Problem to work on -
All entries below are to be returned in full, exactly as they stand.

Entries supplied -
· · · ·
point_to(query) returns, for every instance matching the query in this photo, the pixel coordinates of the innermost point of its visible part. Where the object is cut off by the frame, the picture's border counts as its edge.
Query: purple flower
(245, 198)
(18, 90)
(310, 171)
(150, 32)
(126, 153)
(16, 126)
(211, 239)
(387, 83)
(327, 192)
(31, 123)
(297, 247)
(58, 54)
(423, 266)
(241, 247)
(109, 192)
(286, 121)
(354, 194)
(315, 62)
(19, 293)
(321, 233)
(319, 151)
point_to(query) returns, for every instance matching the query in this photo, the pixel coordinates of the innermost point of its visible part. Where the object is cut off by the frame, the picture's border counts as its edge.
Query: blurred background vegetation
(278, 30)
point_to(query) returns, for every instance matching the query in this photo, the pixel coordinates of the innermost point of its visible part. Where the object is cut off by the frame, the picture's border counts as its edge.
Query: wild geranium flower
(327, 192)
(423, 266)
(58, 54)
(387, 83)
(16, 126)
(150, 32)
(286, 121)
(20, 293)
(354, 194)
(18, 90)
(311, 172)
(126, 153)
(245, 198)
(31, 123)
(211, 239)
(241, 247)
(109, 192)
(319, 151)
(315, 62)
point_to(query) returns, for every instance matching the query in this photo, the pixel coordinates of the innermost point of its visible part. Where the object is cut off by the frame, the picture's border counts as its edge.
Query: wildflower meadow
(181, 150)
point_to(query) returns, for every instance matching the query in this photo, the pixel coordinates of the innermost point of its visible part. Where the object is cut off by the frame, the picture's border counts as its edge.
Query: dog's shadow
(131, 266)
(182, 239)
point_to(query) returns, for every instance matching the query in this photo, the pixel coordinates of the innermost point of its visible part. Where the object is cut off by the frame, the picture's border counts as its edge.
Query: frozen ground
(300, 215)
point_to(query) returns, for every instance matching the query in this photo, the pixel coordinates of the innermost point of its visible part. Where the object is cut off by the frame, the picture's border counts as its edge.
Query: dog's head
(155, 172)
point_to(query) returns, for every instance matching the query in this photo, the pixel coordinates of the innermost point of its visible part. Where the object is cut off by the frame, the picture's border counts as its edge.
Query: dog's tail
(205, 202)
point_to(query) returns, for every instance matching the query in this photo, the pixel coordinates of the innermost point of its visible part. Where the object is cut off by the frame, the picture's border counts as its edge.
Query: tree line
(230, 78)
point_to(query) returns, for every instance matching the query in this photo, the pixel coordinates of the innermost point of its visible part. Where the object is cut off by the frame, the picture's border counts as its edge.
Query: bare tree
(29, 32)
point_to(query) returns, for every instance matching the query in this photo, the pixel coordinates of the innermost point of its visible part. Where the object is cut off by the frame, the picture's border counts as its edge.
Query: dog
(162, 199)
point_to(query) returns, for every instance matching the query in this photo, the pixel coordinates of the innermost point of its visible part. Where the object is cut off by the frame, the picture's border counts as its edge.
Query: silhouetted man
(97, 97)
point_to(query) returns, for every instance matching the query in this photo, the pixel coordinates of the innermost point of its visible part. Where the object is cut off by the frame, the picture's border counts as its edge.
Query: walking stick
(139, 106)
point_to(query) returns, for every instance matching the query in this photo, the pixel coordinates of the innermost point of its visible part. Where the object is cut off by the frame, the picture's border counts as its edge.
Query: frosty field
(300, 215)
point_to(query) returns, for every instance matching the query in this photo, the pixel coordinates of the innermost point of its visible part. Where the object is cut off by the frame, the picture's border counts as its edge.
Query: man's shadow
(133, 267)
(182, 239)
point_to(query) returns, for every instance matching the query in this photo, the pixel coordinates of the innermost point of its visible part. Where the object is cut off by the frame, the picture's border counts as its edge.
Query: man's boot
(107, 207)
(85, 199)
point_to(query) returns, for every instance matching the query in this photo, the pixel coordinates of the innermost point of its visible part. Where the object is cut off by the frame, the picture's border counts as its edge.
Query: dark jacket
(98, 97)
· · · ·
Solution -
point_to(query) returns, for every instance matching the query in this photo, the pixel coordinates of the innermost point of its visible part. Where the object is cut off by the frame, the picture's border counts as its edge.
Query: purple flower
(245, 198)
(18, 90)
(310, 171)
(150, 32)
(126, 153)
(16, 126)
(211, 239)
(387, 83)
(327, 192)
(31, 123)
(297, 247)
(58, 54)
(423, 266)
(241, 247)
(109, 192)
(286, 121)
(354, 194)
(315, 62)
(19, 293)
(321, 233)
(319, 151)
point_to(query) returns, for every instance matching the query in this photo, the pixel coordinates of the innermost point of its visible part. Where the object is cut off by the frame, the picture's border counts as its edge.
Query: blurred background vegetation
(278, 30)
point_to(query) returns, for every instance matching the query in this photo, the pixel coordinates of the innermost point of its visible part. Where the object is cut off by the frame, the picture's border counts as its edge.
Query: wild geranium flower
(327, 192)
(423, 266)
(58, 54)
(387, 83)
(16, 126)
(150, 32)
(286, 121)
(20, 293)
(354, 194)
(18, 90)
(311, 172)
(126, 153)
(245, 198)
(31, 123)
(211, 239)
(241, 247)
(109, 192)
(319, 151)
(315, 62)
point_to(query) returns, for every instance matching the query in this photo, the pixel coordinates of the innermost point of its visible part. Where the object is cut off by the frame, the picture's border counts as its edge.
Query: wildflower meadow
(181, 150)
point_to(query) returns, for every instance matching the query in this photo, the pixel coordinates of the innermost point of its visible part. Where the object is cut off by the frame, the picture's border counts as its edge.
Query: dog's shadow
(131, 266)
(182, 239)
point_to(query) returns, for every instance matching the query in this photo, the pixel coordinates of the innermost point of its visible part. Where the object is cut off by the frame, the picture's border counts as its edge.
Query: frozen ground
(300, 215)
point_to(query) returns, for every instance matching the query in this photo, the pixel coordinates of the innermost point of its visible part. Where the object is cut off by the frame, the picture's border counts as its edge.
Query: dog's head
(155, 172)
point_to(query) returns, for every instance matching the query in this photo, the pixel coordinates of the innermost point of its visible part. Where the object is cut off by the frame, the picture's border counts as its edge.
Query: dog's tail
(205, 202)
point_to(query) returns, for every instance matching the query in this photo, the pixel coordinates of the innermost point of its visible part. Where the object is cut off by the frame, the picture's border counts as its edge.
Query: tree line
(230, 78)
point_to(query) returns, for every instance matching the query in this photo, the pixel coordinates of the innermost point of its visible part. Where the object is cut off by the frame, the picture's border counts as its edge.
Query: bare tree
(29, 32)
point_to(query) returns, for every instance matching the query in this photo, the pixel coordinates of the innermost point of its visible part. Where the object is cut off by the frame, the picture's border counts as its edge.
Query: dog
(162, 199)
point_to(query) returns, for every instance matching the query in this photo, the pixel coordinates of the innermost point of its visible part. Where the object is cut off by the frame, the picture's border counts as its edge.
Query: silhouetted man
(97, 97)
point_to(query) returns, for every instance matching the query in this photo, the pixel coordinates of the innermost point of its visible part. Where the object is cut off by the frame, the picture's border counts as its edge.
Query: walking stick
(139, 106)
point_to(query) returns, for every instance matching the query in this photo, the pixel coordinates of the innermost point of its visible part. Where the object is cut off by the frame, the picture's border counts as its edge.
Query: frosty field
(300, 215)
point_to(query) returns, for every instance matching the query in this photo, the pixel coordinates of the innermost point of its visible part. Where the object is cut off by the frame, the picture's border counts as its edge.
Query: man's shadow
(133, 267)
(182, 239)
point_to(query) returns, for every instance matching the query in this photo, the pixel coordinates of the innermost point of its visible part. Where the object is cut off by the frame, the picture's border counts as its edge.
Query: man's boot
(107, 207)
(85, 199)
point_to(query) returns, for every instance matching the query in this photo, the pixel coordinates of the innermost point of its visible part. Where the object is cut off by the frame, the picture's border counts as its edge.
Query: dark jacket
(98, 97)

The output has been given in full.